▶ **INSTRUCTION**: Pick out each line in the records below that contains the string "barred" and copy those lines. Case counts.

▶ **STORED RECORDS**:
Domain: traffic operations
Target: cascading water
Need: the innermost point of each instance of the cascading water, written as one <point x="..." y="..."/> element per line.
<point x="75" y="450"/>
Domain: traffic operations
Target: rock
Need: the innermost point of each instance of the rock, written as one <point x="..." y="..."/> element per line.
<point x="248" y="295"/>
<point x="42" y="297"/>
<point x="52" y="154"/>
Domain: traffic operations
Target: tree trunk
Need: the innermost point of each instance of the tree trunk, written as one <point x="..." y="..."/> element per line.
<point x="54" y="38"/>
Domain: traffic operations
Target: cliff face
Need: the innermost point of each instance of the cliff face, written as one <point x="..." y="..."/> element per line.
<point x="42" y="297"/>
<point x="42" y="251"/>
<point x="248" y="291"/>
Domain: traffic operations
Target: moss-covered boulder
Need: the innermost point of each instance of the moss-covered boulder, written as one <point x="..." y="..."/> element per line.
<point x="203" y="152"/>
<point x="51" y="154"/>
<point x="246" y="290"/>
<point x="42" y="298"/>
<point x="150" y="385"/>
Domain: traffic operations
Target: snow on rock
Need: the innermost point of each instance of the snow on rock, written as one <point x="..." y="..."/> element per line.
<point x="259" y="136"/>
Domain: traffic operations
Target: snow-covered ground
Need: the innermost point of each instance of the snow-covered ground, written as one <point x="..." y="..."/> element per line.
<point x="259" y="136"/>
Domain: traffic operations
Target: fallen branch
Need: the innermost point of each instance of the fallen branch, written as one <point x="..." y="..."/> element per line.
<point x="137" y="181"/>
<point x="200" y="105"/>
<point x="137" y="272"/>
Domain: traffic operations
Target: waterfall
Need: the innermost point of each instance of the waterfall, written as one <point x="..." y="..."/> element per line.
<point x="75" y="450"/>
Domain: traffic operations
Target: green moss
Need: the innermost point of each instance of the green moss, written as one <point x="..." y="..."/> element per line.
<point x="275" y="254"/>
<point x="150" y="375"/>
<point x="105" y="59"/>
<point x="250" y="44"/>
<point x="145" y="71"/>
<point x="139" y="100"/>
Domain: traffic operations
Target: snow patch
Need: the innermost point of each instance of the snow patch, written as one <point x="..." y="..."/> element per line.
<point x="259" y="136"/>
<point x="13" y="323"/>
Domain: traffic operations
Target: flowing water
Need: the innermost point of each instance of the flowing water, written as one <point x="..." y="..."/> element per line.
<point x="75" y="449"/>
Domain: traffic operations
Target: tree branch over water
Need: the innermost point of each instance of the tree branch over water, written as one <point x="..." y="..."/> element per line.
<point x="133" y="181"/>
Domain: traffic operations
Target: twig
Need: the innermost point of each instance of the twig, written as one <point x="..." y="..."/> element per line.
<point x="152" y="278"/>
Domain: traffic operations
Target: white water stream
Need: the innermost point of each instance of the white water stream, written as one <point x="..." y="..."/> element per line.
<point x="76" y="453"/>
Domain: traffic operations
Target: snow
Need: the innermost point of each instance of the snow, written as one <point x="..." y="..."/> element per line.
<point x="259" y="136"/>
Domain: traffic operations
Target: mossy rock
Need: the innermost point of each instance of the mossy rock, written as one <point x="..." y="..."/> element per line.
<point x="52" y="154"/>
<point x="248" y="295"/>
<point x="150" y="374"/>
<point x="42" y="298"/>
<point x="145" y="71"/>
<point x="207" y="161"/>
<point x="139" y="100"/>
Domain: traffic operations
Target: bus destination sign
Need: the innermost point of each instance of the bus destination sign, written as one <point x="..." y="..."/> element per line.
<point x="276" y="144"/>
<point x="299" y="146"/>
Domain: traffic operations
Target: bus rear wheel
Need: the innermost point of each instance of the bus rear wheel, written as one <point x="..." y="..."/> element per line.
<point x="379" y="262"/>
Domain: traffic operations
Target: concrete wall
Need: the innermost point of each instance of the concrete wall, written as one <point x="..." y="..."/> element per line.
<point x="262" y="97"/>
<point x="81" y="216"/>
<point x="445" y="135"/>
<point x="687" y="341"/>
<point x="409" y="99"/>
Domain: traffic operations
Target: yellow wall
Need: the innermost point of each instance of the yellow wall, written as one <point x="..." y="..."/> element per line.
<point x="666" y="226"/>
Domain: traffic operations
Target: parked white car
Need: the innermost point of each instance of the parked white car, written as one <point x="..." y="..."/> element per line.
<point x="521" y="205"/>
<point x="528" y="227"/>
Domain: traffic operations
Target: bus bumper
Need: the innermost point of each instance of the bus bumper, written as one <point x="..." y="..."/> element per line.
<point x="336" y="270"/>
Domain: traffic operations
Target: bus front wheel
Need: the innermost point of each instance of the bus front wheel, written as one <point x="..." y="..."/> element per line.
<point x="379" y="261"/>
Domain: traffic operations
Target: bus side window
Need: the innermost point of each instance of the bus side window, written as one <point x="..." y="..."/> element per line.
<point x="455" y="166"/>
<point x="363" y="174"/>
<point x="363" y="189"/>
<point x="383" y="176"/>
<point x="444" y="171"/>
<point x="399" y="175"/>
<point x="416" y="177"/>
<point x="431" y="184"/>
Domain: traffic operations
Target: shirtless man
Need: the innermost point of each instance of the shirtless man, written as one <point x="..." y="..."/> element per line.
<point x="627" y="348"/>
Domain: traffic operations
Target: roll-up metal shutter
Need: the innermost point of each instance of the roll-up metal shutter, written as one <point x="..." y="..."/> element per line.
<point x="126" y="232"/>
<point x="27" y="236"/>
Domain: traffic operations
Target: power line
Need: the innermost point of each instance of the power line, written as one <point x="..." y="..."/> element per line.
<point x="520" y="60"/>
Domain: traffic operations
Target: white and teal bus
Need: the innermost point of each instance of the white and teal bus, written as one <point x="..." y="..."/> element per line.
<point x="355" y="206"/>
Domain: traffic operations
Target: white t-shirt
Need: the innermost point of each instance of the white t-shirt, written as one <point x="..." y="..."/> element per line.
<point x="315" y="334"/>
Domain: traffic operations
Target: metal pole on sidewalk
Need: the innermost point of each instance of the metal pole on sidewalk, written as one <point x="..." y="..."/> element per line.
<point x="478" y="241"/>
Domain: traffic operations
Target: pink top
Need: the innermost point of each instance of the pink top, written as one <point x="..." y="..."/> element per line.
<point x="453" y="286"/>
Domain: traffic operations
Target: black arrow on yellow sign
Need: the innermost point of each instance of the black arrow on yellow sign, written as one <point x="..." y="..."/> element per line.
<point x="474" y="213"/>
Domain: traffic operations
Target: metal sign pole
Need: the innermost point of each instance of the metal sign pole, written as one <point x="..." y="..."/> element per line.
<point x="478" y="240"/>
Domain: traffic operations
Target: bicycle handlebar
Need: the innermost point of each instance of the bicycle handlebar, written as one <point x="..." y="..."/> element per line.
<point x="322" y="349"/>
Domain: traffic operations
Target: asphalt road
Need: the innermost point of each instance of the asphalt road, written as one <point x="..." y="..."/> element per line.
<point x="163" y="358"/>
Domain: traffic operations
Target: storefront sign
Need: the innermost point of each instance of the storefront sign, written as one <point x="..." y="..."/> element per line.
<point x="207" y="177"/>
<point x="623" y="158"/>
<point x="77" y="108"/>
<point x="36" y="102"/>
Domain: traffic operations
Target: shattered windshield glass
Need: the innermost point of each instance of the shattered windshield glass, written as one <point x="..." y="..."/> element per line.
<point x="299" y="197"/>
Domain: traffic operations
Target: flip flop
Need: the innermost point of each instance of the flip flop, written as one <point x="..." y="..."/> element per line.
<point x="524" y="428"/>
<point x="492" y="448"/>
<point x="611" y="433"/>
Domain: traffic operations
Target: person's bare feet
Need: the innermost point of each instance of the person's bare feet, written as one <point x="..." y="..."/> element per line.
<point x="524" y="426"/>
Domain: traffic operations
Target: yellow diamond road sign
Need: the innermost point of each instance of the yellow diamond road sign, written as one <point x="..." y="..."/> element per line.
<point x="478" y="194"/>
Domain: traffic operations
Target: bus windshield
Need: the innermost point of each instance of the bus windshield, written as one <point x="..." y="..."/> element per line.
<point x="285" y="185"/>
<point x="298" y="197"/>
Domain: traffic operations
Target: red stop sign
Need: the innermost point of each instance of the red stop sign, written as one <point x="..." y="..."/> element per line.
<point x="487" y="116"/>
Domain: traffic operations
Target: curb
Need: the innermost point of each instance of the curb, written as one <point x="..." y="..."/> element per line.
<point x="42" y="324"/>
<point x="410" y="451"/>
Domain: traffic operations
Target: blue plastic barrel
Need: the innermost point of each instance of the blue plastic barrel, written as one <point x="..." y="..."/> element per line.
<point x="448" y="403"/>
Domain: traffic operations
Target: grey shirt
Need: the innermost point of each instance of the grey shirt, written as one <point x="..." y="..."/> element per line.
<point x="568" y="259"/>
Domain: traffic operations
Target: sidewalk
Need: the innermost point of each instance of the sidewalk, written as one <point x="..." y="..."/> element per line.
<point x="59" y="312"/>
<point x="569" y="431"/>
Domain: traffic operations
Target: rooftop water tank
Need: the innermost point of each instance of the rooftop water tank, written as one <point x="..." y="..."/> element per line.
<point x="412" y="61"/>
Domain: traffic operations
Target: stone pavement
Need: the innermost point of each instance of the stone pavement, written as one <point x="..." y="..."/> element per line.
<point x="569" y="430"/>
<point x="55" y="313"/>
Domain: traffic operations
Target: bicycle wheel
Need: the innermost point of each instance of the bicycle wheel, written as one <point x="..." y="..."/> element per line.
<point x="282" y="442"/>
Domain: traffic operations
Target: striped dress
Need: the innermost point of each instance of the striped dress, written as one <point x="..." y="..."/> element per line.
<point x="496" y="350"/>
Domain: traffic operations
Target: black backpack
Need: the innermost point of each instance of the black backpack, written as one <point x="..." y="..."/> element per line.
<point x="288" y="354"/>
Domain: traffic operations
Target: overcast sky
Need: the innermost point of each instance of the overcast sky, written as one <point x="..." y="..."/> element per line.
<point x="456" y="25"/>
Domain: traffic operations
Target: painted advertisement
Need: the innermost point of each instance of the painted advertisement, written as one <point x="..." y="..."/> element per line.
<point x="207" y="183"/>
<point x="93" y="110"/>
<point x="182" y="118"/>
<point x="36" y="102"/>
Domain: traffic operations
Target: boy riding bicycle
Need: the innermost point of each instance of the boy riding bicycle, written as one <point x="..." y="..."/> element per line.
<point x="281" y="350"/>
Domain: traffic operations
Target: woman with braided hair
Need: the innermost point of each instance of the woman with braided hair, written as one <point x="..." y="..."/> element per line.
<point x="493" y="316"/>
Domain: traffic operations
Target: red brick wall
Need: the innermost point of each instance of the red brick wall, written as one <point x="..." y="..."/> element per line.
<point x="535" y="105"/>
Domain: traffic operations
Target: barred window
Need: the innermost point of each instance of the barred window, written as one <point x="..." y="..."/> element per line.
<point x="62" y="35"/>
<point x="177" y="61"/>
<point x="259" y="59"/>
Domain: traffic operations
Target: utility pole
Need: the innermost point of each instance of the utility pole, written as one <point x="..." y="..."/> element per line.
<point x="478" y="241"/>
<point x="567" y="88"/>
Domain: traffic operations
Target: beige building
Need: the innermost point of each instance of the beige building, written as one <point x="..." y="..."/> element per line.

▶ **THE SOLUTION**:
Target: barred window
Need: the innermost point of each instance of the barred window, written as one <point x="..." y="..."/> element per line.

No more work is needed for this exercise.